INSTRUCTIONS TO FOLLOW: All lines from the one containing "target | butter wrapper" through the end of the material below are to be printed exactly, both ends included, minus pictures.

RECORDED INFORMATION:
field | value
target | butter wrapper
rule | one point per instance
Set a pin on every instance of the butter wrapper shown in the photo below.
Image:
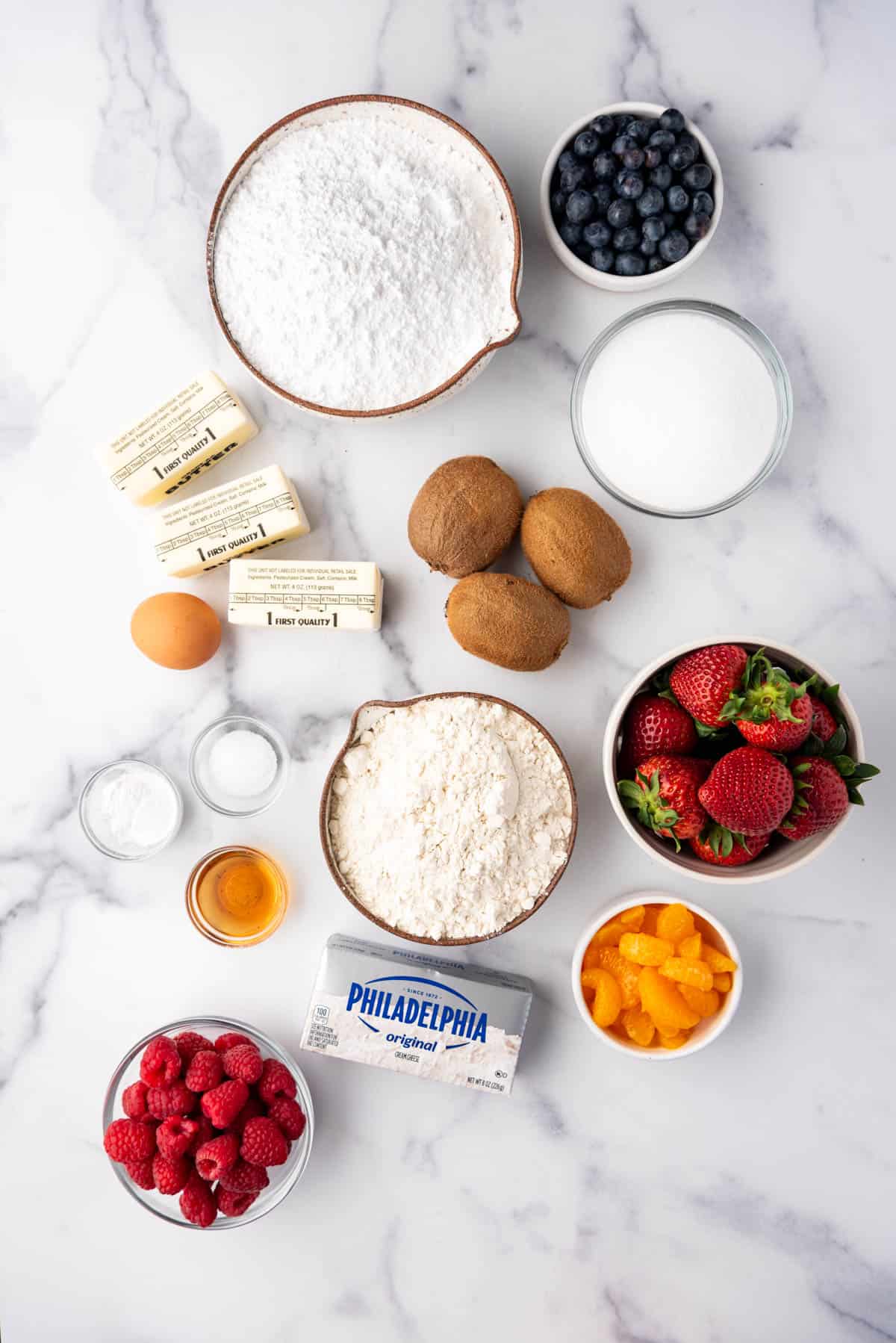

RESULT FOR THIS TASK:
target | butter wrapper
rule | one point per instance
Set a pin on every instance of the butter wrapper shown in the photo below.
Image:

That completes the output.